The expected output is the complete listing, unchanged.

==== Information supplied ====

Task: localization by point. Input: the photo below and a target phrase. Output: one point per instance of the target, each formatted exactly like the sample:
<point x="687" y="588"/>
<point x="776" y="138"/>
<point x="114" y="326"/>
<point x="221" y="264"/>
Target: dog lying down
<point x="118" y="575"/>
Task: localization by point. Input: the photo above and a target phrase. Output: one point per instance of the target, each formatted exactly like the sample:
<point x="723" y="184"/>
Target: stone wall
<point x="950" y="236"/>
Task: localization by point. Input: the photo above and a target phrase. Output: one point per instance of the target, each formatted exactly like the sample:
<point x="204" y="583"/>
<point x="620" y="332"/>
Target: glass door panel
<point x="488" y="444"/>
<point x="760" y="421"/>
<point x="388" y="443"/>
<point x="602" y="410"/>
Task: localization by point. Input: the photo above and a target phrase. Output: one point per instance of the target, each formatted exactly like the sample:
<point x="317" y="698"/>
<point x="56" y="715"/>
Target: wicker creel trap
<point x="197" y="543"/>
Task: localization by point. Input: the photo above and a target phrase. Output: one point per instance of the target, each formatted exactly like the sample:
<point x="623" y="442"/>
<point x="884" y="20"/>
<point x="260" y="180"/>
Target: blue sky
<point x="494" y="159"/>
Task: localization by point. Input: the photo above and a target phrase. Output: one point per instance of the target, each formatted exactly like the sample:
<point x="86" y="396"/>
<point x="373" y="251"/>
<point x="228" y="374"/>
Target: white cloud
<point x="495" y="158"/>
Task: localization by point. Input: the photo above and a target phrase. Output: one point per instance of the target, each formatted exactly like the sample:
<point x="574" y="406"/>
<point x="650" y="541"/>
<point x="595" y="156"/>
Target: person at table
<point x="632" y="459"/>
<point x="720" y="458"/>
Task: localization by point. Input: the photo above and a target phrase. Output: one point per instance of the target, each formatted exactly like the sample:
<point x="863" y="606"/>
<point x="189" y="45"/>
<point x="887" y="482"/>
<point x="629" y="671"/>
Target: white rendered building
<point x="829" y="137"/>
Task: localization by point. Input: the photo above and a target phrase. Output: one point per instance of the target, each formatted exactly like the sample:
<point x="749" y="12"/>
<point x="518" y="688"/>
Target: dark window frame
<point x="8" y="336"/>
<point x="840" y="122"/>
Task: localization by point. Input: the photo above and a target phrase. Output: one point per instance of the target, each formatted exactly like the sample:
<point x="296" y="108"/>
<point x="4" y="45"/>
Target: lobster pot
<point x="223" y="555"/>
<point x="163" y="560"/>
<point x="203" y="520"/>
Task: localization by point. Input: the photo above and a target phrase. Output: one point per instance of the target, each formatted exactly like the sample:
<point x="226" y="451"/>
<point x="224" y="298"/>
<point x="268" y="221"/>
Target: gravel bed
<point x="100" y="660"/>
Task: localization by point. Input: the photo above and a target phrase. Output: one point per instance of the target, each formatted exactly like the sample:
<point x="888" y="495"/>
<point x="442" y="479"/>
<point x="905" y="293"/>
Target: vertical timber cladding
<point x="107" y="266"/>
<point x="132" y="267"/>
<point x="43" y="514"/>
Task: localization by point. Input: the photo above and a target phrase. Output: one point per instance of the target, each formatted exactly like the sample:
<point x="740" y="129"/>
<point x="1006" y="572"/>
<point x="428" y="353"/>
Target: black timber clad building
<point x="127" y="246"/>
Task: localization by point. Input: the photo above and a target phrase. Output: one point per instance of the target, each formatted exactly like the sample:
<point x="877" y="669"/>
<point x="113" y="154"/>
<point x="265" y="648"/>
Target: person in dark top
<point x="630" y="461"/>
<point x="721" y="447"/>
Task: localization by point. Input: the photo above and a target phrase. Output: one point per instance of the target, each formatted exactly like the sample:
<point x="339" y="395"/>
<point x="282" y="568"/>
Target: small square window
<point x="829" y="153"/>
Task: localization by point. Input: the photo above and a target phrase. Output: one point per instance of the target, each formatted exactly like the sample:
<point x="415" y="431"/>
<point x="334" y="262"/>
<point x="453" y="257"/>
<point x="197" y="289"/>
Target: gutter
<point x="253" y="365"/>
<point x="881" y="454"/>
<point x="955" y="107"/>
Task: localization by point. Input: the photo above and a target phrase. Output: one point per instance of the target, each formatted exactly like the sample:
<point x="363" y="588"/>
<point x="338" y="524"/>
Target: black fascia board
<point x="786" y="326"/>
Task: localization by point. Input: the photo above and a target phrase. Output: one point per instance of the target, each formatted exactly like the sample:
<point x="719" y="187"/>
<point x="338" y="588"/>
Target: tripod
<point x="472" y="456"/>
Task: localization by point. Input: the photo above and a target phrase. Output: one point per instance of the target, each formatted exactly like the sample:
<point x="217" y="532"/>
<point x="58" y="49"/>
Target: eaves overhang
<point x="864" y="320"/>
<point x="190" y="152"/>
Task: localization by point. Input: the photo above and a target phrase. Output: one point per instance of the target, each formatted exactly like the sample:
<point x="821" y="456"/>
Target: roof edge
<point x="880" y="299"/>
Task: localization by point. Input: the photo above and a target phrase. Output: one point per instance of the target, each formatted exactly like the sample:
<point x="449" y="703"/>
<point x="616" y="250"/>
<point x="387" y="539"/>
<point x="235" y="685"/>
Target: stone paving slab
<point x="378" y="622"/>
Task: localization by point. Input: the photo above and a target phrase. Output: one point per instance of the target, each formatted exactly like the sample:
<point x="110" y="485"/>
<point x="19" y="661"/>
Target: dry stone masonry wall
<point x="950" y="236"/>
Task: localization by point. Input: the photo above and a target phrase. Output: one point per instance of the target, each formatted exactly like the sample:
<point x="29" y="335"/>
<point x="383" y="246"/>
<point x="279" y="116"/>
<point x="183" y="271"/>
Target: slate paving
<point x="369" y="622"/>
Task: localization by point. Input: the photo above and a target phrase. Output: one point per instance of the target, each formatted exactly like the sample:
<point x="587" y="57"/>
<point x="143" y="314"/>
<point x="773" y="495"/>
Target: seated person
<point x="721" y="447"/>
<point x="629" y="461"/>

====

## Task result
Task: localization by point. Input: the photo below and a target phrase. Output: one point per instance of the target, each formatted exactly like the sample:
<point x="687" y="588"/>
<point x="776" y="138"/>
<point x="114" y="326"/>
<point x="221" y="264"/>
Target: dog lying down
<point x="118" y="575"/>
Task: localization by point. Input: the photo above and a target phrase. Output: one point per instance of the target, each formatted exactly like the sample:
<point x="723" y="184"/>
Target: stone wall
<point x="950" y="236"/>
Task: localization by point. Input: the photo above and a target phrase. Output: one point per instance of the target, each formatted exactly like the sample:
<point x="204" y="583"/>
<point x="620" y="332"/>
Target: glass door panel
<point x="488" y="444"/>
<point x="760" y="421"/>
<point x="388" y="443"/>
<point x="602" y="410"/>
Task: localization by point. Input: the photo above and a target phrase. Output: one point per instance of the target, each formatted exactly like the sample:
<point x="317" y="698"/>
<point x="56" y="715"/>
Target: wicker creel trap
<point x="197" y="543"/>
Task: localization by point. Input: the photo above and a target phrase. Output: one point per instance of the target, each formatted exactly like the sample:
<point x="623" y="442"/>
<point x="884" y="20"/>
<point x="260" y="180"/>
Target: blue sky
<point x="494" y="159"/>
Task: localization by point. Input: the photo above and a target phrase. Output: one point per instance of the target, each formatted exactly like the sample:
<point x="86" y="396"/>
<point x="373" y="251"/>
<point x="228" y="374"/>
Target: white cloud
<point x="495" y="158"/>
Task: localization by point. Input: the photo above and a target phrase. Output: one point per instance of the target, each formatted exactly like the sample:
<point x="574" y="406"/>
<point x="650" y="541"/>
<point x="595" y="156"/>
Target: person at table
<point x="632" y="459"/>
<point x="720" y="458"/>
Task: localization by point. Input: the photo above and a target phrase. Output: one point per instance of the target, each formatted exactly like the sample:
<point x="863" y="606"/>
<point x="189" y="45"/>
<point x="887" y="482"/>
<point x="629" y="671"/>
Target: white rendered building
<point x="829" y="137"/>
Task: localization by point. Input: the photo above and a target phrase. Output: one point per instance of the target, each formatted exactly like the sample:
<point x="749" y="12"/>
<point x="518" y="688"/>
Target: dark window frame
<point x="8" y="336"/>
<point x="840" y="122"/>
Task: localization by point. Input: the photo above and a target phrase. Output: one point per instance of the target, each formatted exactly like the sample:
<point x="296" y="108"/>
<point x="4" y="45"/>
Target: lobster pot
<point x="223" y="555"/>
<point x="163" y="560"/>
<point x="203" y="520"/>
Task: localization by point. Input: the photo above and a target phrase. Output: one point per instance of the target, each formatted exactly like the sample:
<point x="226" y="451"/>
<point x="224" y="298"/>
<point x="268" y="221"/>
Target: gravel bed
<point x="100" y="660"/>
Task: localization by point. Input: the photo above and a target phrase. Output: one point per instance of the target, each formatted exactly like the sample:
<point x="888" y="495"/>
<point x="442" y="479"/>
<point x="905" y="293"/>
Target: vertical timber cladding
<point x="107" y="266"/>
<point x="132" y="267"/>
<point x="43" y="514"/>
Task: localization by point. Input: the photo above and a target phrase. Output: one point per instance of the target, each formatted exactly like the sample:
<point x="740" y="129"/>
<point x="1006" y="572"/>
<point x="428" y="353"/>
Target: black timber clad building
<point x="127" y="246"/>
Task: localization by point. Input: the photo above and a target phrase. Output: one point per instance of the target, each formatted exactly like the sample:
<point x="877" y="669"/>
<point x="113" y="154"/>
<point x="265" y="648"/>
Target: person in dark top
<point x="630" y="461"/>
<point x="721" y="447"/>
Task: localization by point. Input: the photo above and a target phrase. Output: one point per instance of the target, each formatted exactly like the sample:
<point x="339" y="395"/>
<point x="282" y="568"/>
Target: small square window
<point x="829" y="153"/>
Task: localization by point. Input: the photo above and a target phrase. Output: one point per instance of the target, each formatted exactly like the sample:
<point x="415" y="431"/>
<point x="334" y="262"/>
<point x="453" y="257"/>
<point x="197" y="289"/>
Target: gutter
<point x="253" y="365"/>
<point x="881" y="454"/>
<point x="955" y="107"/>
Task: localization by point. Input: the photo above and a target phrase. Output: one point per instance of the target, each formatted exactly like the sample:
<point x="363" y="588"/>
<point x="338" y="524"/>
Target: black fascia board
<point x="786" y="326"/>
Task: localization by point. Input: the photo above and a target phrase. Output: one point per instance of the target, each formatted exactly like the sample:
<point x="719" y="187"/>
<point x="338" y="588"/>
Target: tripod
<point x="472" y="456"/>
Task: localization by point. Input: the photo above and a target phrase. Output: one point per instance of the target, each formatted exactly like the sample:
<point x="217" y="532"/>
<point x="58" y="49"/>
Target: eaves overhang
<point x="864" y="320"/>
<point x="190" y="152"/>
Task: localization by point. Input: the photo above and a target phrase. Output: one point per instance of the target, each formatted exactly like the sample:
<point x="821" y="456"/>
Target: roof edge
<point x="880" y="299"/>
Task: localization by point. Input: the photo above and a target phrase. Output: one point per instance of the target, each formatted exactly like the sample:
<point x="449" y="703"/>
<point x="616" y="250"/>
<point x="387" y="539"/>
<point x="235" y="685"/>
Target: stone paving slab
<point x="378" y="622"/>
Task: localization by point. Input: the photo above and a target phrase. Output: one point per instance of the target, each formatted exactly like the sample:
<point x="110" y="485"/>
<point x="19" y="661"/>
Target: dry stone masonry wall
<point x="950" y="236"/>
Task: localization by point. Input: the photo above and a target phrase. Output: one point per instance of the target, each formatted exactly like the sample:
<point x="29" y="335"/>
<point x="383" y="246"/>
<point x="279" y="116"/>
<point x="183" y="271"/>
Target: slate paving
<point x="369" y="622"/>
Task: localization by point. Input: the photo above and a target phrase. Output: one point per instance of the target, each formatted exactly like the sample:
<point x="587" y="57"/>
<point x="143" y="314"/>
<point x="773" y="495"/>
Target: seated person
<point x="721" y="447"/>
<point x="629" y="461"/>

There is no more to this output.